EXERCISE REQUIREMENTS — Throughout the listing that follows, find each line with the word "yellow" and copy it.
········
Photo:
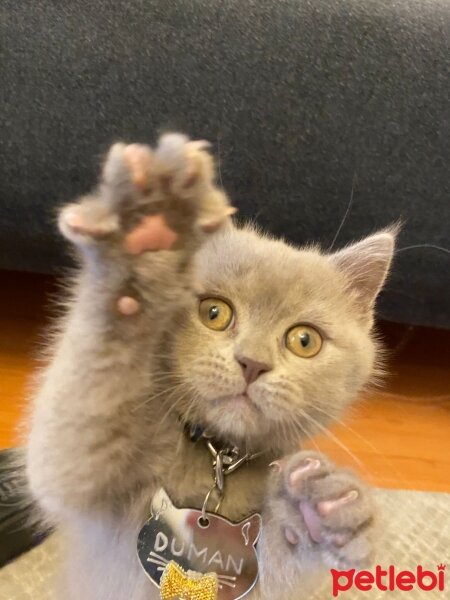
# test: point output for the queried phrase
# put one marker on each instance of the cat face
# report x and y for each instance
(279, 340)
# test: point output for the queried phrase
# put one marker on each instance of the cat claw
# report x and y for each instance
(151, 234)
(327, 504)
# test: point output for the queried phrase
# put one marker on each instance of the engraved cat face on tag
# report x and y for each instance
(220, 546)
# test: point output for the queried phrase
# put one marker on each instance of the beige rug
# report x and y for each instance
(416, 532)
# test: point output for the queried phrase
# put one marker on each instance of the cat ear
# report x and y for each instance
(366, 265)
(250, 529)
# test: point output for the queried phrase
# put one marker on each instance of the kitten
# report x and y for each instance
(179, 317)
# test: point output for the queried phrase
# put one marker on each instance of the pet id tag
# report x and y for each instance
(198, 559)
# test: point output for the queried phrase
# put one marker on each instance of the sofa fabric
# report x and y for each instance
(307, 103)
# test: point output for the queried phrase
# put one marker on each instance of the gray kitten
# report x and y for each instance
(178, 316)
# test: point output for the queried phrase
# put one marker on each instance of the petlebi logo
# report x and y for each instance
(388, 580)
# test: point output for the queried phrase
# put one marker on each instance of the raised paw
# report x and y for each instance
(150, 199)
(326, 508)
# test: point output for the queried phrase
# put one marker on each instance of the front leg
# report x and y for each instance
(93, 420)
(317, 516)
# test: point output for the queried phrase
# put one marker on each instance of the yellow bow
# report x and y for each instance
(176, 584)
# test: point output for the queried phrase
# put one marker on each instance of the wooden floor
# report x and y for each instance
(399, 437)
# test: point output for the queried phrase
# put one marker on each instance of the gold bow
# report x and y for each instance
(176, 584)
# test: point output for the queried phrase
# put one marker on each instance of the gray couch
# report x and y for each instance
(306, 101)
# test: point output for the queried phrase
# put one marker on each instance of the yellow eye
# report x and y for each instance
(304, 341)
(215, 313)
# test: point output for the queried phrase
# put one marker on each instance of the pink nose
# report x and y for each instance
(252, 369)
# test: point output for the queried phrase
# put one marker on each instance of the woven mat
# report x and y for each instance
(416, 532)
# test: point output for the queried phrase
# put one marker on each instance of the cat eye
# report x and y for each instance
(304, 341)
(215, 313)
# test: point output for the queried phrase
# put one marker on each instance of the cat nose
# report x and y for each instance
(252, 369)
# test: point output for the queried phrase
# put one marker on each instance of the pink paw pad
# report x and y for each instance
(305, 468)
(127, 306)
(151, 234)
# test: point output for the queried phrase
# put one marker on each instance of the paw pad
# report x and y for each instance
(328, 506)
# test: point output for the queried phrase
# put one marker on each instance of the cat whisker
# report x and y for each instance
(371, 446)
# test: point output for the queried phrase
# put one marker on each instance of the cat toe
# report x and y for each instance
(86, 221)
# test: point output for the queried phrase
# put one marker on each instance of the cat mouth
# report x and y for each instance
(242, 400)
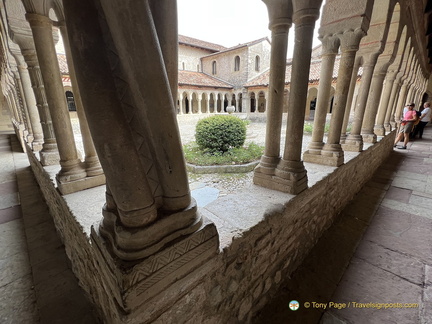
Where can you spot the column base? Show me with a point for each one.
(369, 138)
(49, 157)
(143, 288)
(379, 130)
(388, 127)
(66, 188)
(353, 143)
(134, 243)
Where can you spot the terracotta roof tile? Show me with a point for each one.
(200, 79)
(185, 40)
(240, 46)
(64, 69)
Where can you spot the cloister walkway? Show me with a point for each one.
(378, 251)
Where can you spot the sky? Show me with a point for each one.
(226, 22)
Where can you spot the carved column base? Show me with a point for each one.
(379, 130)
(133, 243)
(49, 157)
(143, 288)
(388, 127)
(369, 138)
(80, 184)
(290, 177)
(353, 143)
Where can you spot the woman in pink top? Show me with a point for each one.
(406, 126)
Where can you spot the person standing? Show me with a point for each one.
(424, 119)
(406, 126)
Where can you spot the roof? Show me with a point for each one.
(240, 46)
(185, 40)
(200, 79)
(314, 74)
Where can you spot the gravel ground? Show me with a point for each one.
(225, 183)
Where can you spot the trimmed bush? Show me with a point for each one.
(220, 133)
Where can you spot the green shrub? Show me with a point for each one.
(220, 133)
(250, 152)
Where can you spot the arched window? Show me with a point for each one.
(257, 63)
(70, 101)
(237, 63)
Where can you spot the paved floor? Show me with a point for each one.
(374, 265)
(36, 283)
(378, 251)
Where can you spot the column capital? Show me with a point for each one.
(330, 44)
(37, 20)
(280, 12)
(350, 39)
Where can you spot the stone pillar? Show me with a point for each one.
(92, 165)
(332, 150)
(199, 98)
(384, 108)
(354, 141)
(30, 100)
(290, 172)
(70, 164)
(330, 45)
(49, 154)
(280, 23)
(373, 103)
(349, 103)
(181, 104)
(149, 204)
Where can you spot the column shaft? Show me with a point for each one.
(42, 33)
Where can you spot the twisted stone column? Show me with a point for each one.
(92, 165)
(354, 141)
(290, 172)
(280, 23)
(49, 154)
(330, 46)
(30, 100)
(70, 164)
(350, 41)
(384, 108)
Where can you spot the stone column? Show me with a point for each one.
(199, 98)
(70, 164)
(151, 204)
(290, 172)
(280, 23)
(384, 108)
(391, 105)
(92, 165)
(49, 154)
(330, 46)
(354, 141)
(332, 150)
(373, 103)
(30, 100)
(349, 103)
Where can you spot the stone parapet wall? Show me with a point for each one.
(236, 283)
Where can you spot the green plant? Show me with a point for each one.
(220, 133)
(241, 155)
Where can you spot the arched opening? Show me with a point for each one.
(237, 63)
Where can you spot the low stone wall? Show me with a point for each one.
(241, 279)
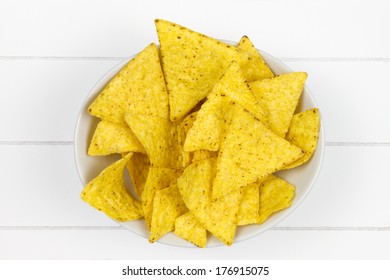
········
ANSWER TO THIS PROBLEM —
# put one marker on each instance of the yellow bow
# put one marker on each instance of the yellow eye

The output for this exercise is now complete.